[Natural-language object grounding data]
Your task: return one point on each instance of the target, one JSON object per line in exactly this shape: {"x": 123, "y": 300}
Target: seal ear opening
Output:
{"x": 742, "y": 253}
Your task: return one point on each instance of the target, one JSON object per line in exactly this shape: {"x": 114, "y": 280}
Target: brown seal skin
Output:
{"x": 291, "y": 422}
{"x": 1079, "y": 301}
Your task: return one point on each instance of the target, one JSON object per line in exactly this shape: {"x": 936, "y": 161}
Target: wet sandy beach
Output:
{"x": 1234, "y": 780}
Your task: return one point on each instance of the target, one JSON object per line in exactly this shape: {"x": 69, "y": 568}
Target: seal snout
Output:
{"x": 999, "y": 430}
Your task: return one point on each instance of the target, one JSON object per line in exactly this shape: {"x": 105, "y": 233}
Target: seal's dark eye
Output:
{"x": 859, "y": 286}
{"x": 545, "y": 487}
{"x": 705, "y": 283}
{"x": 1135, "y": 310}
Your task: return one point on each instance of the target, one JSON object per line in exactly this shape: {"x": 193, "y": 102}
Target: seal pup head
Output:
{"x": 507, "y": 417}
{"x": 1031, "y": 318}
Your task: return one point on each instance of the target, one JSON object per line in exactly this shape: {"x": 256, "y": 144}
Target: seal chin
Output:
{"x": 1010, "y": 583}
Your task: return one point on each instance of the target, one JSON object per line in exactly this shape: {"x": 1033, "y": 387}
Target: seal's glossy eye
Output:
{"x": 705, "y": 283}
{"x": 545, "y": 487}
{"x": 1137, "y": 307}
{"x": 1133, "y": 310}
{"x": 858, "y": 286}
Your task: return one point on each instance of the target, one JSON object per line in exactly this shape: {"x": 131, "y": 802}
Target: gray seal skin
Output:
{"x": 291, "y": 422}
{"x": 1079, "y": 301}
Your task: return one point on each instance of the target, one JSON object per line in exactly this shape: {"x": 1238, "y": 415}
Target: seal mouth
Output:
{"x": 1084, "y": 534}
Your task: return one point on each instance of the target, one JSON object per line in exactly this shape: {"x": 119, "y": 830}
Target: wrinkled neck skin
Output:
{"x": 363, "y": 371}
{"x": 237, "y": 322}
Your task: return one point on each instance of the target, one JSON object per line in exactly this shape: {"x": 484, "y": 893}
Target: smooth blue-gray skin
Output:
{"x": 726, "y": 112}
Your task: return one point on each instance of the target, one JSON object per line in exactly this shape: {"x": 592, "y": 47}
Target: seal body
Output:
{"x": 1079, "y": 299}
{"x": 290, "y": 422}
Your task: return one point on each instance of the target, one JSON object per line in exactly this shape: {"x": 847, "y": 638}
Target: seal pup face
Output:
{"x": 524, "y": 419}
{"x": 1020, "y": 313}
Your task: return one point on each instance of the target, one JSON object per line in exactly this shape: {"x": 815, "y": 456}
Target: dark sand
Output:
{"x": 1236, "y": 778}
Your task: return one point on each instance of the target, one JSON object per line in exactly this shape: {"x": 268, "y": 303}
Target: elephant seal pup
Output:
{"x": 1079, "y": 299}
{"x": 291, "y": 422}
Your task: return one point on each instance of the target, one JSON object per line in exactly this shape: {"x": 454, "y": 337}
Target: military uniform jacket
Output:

(WHAT YOU ARE ASKED TO DO) Work out the number of lines above that include the string "seal" and write only that number.

(RESULT) 12